Provided records:

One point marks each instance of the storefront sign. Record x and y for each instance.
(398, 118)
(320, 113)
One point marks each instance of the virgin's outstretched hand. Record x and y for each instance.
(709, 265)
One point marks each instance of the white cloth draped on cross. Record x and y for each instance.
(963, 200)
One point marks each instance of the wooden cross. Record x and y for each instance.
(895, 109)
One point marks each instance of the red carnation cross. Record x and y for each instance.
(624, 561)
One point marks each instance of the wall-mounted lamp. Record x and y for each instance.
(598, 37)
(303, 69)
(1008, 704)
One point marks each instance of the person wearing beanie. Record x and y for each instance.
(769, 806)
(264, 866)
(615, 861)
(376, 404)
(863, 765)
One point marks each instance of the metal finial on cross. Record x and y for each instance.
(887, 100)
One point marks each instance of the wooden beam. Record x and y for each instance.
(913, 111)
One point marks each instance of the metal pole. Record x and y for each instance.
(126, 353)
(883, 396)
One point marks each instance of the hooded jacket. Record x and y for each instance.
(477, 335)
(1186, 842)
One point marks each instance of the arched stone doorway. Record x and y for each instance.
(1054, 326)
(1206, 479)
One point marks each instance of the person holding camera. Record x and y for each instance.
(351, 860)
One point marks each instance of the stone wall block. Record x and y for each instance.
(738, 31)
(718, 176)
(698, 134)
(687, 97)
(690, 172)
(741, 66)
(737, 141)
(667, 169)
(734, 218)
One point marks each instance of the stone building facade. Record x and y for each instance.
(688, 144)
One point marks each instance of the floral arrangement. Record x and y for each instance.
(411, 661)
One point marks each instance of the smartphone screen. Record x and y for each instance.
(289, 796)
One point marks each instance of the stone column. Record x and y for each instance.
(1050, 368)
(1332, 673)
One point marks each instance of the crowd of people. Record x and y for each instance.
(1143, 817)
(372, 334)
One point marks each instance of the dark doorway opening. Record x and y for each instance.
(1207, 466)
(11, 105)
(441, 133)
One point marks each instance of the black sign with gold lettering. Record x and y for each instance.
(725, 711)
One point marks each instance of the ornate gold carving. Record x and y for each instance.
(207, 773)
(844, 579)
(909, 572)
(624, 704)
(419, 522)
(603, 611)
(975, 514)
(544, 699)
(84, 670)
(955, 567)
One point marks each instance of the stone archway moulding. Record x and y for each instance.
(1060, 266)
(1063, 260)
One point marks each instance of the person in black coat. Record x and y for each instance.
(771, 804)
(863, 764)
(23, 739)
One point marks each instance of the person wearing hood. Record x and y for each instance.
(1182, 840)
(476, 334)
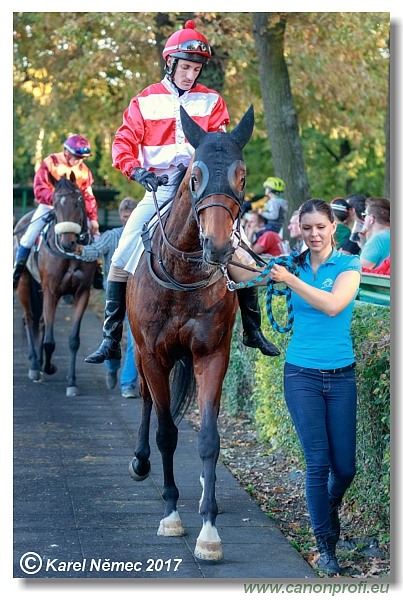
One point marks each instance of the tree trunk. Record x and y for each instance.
(386, 185)
(281, 116)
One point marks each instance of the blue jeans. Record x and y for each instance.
(129, 375)
(323, 407)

Directions for this task: Print the entire listing precisely as written, omitting the images it holds.

Problem solution:
One point marks each instance of the storefront sign. Record x and y for each instance.
(398, 118)
(320, 113)
One point marks each instance of the virgin's outstretched hand. Record x and y for each instance.
(709, 265)
One point marks each instance of the white cloth draped on cross. Record x and y for each instance.
(963, 200)
One point marks each instance of the wooden cross. Record x and y for each instance.
(895, 109)
One point marks each instance of the red carnation cross. Record x and y for each instance.
(624, 561)
One point marks each instance of the wall-mounted lamp. Record x and y for each instance.
(598, 37)
(303, 69)
(1008, 704)
One point marks each instance of the person wearing beanie. Record x and y for each instance.
(769, 806)
(264, 866)
(615, 861)
(376, 404)
(863, 765)
One point marks each instance of the metal finial on cross. Record x and y for each instance.
(887, 100)
One point marks each instance of the wooden beam. Record x and y for each instance.
(913, 111)
One point marks each instance of the metal pole. Record x and y for each instance.
(126, 353)
(883, 396)
One point marks each instance of the hooded jacket. Record x and y for each instance.
(477, 335)
(1186, 842)
One point marks each instance of the arched stone doorway. Record x and y for each instance.
(1054, 326)
(1206, 479)
One point marks each instance of the person holding camera. Record x and y for each instance.
(351, 860)
One point marks each instance of the stone wall block. Record x and y for each instance.
(738, 31)
(718, 176)
(698, 134)
(687, 97)
(690, 172)
(741, 66)
(737, 141)
(667, 169)
(734, 218)
One point marks each instance of the stone building facade. Record x and y for each instance.
(688, 144)
One point marks each instance of the floral arrangement. Record x and y for each instance.
(411, 661)
One point marks each instance of the smartphone screen. Record x and y for each instance.
(289, 796)
One point marks each instance of the stone column. Record x and y for each instance.
(1050, 368)
(1332, 673)
One point marks each instance of the crowd of people. Record x and y for each instance.
(1143, 817)
(372, 334)
One point marks each instance of the dark doorway opening. Record x and y for each instance.
(1207, 466)
(11, 105)
(441, 133)
One point marks each instance of the black sign with gold lettering. Record x and y for each instance.
(725, 711)
One point marks each instance of the ornate gold carving. Record x and y for each instance.
(207, 773)
(844, 579)
(909, 572)
(624, 704)
(419, 522)
(603, 611)
(975, 514)
(544, 699)
(84, 670)
(955, 567)
One point marks each instance of the stone archway moulding. Record x and y for each instance.
(1060, 266)
(1063, 260)
One point marks each instance of the person in black coat. Record x and y for each instance.
(771, 804)
(863, 764)
(23, 739)
One point marks each instance of the person wearing hood. Record x and y for each instance.
(1182, 840)
(476, 334)
One point marks each instance of the tree trunk. Record x and y for each instance.
(386, 185)
(281, 116)
One point marks each instance of the blue jeans. Record x and y for each instance.
(129, 375)
(323, 407)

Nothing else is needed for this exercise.